REQUIRED ACTION. Copy out, exactly and with nothing else, the stretch of lines that starts at the line containing "object_class: man's right arm" and finishes at the end of the data.

MATERIAL PROVIDED.
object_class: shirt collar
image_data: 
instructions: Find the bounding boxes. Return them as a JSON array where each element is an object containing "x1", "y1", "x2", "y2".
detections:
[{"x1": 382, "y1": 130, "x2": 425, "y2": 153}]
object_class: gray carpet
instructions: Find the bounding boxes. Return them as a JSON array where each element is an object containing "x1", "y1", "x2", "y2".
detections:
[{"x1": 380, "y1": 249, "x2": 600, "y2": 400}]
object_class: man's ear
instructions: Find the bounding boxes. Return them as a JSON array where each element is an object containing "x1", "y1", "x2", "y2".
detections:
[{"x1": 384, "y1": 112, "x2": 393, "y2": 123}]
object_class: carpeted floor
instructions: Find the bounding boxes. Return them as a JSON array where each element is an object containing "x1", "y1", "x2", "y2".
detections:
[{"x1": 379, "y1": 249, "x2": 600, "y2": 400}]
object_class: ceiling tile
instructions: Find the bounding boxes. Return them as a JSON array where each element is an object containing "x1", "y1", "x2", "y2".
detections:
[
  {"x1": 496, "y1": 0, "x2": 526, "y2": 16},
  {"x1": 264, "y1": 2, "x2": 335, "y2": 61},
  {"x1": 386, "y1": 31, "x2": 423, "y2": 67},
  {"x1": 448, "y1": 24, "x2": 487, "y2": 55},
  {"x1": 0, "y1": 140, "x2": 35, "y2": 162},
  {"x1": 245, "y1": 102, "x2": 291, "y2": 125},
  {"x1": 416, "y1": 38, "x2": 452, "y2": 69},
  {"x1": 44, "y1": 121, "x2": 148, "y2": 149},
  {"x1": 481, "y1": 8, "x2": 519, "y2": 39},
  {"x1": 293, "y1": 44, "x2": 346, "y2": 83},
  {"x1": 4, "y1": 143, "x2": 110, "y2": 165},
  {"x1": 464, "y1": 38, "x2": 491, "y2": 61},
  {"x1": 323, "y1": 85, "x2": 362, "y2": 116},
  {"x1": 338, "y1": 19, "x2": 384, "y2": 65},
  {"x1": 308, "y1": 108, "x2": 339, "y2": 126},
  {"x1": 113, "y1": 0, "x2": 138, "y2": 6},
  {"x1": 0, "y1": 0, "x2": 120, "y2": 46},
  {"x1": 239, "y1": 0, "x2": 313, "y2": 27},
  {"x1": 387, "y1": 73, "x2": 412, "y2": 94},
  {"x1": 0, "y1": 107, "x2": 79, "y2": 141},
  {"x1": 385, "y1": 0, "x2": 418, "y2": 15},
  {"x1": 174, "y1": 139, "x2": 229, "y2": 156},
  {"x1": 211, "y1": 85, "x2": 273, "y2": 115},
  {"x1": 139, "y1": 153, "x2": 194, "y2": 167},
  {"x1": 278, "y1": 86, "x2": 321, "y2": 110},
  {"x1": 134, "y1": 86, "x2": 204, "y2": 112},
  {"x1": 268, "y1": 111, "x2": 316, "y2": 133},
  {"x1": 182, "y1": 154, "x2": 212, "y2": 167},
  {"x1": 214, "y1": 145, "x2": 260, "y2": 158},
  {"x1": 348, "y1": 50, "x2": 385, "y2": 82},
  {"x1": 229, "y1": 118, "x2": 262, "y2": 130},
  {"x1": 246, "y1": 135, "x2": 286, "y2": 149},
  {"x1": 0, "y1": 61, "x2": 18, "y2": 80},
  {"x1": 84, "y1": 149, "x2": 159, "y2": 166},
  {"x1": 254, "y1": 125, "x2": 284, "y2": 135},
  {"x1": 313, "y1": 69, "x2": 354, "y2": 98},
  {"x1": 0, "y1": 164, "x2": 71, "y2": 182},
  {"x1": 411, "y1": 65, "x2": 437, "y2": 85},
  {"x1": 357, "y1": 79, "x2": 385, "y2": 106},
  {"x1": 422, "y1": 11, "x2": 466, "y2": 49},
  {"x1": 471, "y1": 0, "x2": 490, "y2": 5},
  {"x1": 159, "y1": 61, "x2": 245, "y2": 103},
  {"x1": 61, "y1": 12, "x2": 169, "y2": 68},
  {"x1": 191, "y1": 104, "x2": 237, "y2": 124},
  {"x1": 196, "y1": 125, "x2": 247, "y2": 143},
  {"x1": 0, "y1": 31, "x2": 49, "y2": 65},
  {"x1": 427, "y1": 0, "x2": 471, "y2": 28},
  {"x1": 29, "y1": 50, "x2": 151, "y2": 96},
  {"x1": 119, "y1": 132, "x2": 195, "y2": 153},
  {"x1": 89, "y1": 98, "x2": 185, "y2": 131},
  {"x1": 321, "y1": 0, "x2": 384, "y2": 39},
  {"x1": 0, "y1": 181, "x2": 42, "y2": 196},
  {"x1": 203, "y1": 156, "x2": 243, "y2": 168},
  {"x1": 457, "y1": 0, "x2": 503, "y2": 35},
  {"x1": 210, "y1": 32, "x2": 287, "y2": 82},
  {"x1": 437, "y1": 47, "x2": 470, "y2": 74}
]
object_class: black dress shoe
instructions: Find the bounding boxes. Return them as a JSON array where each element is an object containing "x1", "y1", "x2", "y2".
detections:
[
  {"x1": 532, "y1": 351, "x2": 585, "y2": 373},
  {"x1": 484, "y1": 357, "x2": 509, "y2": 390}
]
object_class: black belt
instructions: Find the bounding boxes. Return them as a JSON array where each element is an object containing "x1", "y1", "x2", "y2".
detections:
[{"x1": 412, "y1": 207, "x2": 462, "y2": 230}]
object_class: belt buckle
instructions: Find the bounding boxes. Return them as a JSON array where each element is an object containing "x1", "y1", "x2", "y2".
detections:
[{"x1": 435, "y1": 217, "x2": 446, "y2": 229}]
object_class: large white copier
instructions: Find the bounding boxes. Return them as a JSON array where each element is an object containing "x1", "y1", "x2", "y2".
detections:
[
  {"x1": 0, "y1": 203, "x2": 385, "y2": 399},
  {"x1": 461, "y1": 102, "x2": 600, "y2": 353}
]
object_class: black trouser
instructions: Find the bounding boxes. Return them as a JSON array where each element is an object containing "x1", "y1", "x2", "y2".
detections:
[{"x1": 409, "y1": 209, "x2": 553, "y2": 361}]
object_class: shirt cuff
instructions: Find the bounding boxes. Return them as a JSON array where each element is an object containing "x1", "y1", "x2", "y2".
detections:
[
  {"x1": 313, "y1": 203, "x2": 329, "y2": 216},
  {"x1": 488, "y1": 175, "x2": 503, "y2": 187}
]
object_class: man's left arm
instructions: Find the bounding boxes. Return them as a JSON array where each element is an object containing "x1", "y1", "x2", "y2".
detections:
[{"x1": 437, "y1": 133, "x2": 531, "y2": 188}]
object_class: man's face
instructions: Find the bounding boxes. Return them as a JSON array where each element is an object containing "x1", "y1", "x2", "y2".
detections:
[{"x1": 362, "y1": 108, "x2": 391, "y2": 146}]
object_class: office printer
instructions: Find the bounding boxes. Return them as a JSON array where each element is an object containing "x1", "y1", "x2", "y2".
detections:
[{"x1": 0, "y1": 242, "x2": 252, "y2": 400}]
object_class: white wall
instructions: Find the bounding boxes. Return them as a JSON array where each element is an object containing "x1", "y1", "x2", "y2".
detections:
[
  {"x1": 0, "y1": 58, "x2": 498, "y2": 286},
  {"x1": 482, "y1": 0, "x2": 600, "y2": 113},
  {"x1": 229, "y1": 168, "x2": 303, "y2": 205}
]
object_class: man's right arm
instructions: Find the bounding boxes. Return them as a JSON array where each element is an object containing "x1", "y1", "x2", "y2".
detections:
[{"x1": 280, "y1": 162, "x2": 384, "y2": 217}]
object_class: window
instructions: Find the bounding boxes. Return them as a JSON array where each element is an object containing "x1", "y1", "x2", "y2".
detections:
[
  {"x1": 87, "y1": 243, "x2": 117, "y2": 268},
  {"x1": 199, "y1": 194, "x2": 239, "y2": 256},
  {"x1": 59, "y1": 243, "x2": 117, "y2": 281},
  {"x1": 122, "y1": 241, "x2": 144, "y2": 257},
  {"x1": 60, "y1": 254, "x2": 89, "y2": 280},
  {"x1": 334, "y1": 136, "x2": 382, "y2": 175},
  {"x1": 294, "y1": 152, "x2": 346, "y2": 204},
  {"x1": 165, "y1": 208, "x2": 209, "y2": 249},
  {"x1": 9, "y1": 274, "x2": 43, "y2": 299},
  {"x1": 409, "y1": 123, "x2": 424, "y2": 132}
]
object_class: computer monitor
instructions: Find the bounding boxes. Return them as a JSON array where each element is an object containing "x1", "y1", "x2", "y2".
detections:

ANSWER TO THIS PROBLEM.
object_class: man's right arm
instructions: Find the bounding boxes. Return them as a JSON array where each element is an object containing "x1", "y1", "x2", "y2".
detections:
[{"x1": 280, "y1": 162, "x2": 384, "y2": 217}]
object_class: window
instructions: Find the bounding boxes. Return them as a JSON array where each element is an object containing "x1", "y1", "x2", "y2".
detections:
[
  {"x1": 87, "y1": 243, "x2": 117, "y2": 268},
  {"x1": 199, "y1": 194, "x2": 239, "y2": 256},
  {"x1": 59, "y1": 243, "x2": 117, "y2": 281},
  {"x1": 122, "y1": 241, "x2": 144, "y2": 257},
  {"x1": 60, "y1": 254, "x2": 89, "y2": 280},
  {"x1": 334, "y1": 136, "x2": 382, "y2": 175},
  {"x1": 294, "y1": 152, "x2": 346, "y2": 204},
  {"x1": 165, "y1": 208, "x2": 209, "y2": 249},
  {"x1": 9, "y1": 274, "x2": 43, "y2": 299},
  {"x1": 409, "y1": 123, "x2": 424, "y2": 132}
]
object_class: computer monitor
instructions: Find the bounding boxes. Return them as a JSON array where each element is an object containing "x1", "y1", "x2", "y2".
detections:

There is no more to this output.